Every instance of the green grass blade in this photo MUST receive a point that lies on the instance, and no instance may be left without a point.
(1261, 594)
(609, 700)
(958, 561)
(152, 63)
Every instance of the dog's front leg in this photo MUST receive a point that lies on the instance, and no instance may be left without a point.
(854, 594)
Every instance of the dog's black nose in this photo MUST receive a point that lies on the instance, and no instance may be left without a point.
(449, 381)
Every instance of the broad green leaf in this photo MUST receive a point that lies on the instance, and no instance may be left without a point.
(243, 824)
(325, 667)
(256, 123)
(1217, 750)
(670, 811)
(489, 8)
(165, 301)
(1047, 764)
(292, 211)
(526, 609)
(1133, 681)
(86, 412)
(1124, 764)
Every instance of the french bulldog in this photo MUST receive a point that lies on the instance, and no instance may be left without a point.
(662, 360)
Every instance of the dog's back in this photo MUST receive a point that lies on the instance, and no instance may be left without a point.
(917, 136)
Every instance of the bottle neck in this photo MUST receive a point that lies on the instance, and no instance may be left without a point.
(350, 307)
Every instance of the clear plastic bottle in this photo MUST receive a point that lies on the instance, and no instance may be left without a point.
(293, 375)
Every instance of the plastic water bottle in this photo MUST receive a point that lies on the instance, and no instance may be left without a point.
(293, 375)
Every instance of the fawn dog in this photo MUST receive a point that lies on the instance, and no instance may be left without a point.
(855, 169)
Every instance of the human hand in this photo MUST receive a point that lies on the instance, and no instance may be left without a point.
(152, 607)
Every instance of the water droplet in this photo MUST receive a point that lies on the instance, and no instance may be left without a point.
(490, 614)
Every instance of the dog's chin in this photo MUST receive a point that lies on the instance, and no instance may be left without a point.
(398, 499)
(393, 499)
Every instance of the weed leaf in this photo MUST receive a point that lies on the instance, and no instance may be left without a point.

----------------

=== Task prompt ===
All of the data shown above must be copied exactly.

=== Exercise output ===
Every instance of the green grass blade in this photo MUST receive a point that lies on the instance, and no instance may be left without a point.
(1261, 594)
(609, 700)
(958, 561)
(152, 63)
Every instance of the dog's front leg in this photo MUST receive a point that lies on the instance, and no instance may be left without a point.
(854, 594)
Every instance of the dog's black nose in this photo MUST receive a point that lies on the instance, and no instance may be left without a point.
(449, 381)
Every instance of the broad green leaf in this photo MUST receive a point that lies on the instance, and no instance may be left without a point.
(243, 824)
(325, 667)
(256, 123)
(1217, 750)
(670, 811)
(489, 8)
(165, 301)
(1047, 764)
(292, 211)
(526, 609)
(1133, 681)
(86, 412)
(1124, 764)
Every instance of the french bulldog in this photo MUST receive a point that lies on the instance, and no instance may be left without a point.
(662, 360)
Every instance of the dog's back in this photo MUST receive a point that lies on the instance, and no instance may be left without a point.
(917, 136)
Every instance of the bottle neck in this photo MUST receive a point that lies on the instance, and no instance may be left without a point.
(350, 307)
Every instance of the clear plastic bottle in this photo MUST receive a point that lies on the instance, and no instance may be left without a point.
(293, 375)
Every instance of the plastic water bottle in this photo MUST receive a point that lies on the instance, and no instance may be left without a point.
(293, 375)
Every instance of the fawn dog in this photo MUST receive a point that lies on the instance, and no instance may be left without a point.
(855, 169)
Every instance of the human hand in this photo MUST receive a point that lies on the instance, and no instance may be left without a point.
(152, 607)
Every instance of the water droplet in this photo MUST receive a point that lies on the instance, and no instance may be left without a point.
(490, 614)
Every instance of the dog's chin in this photo MUST receive a point that lies on the instance, and no instance may be left without a point.
(398, 499)
(393, 499)
Every instance of the weed leaf in this photo MUST receive a point that lies on the instance, and no instance may be left without a point.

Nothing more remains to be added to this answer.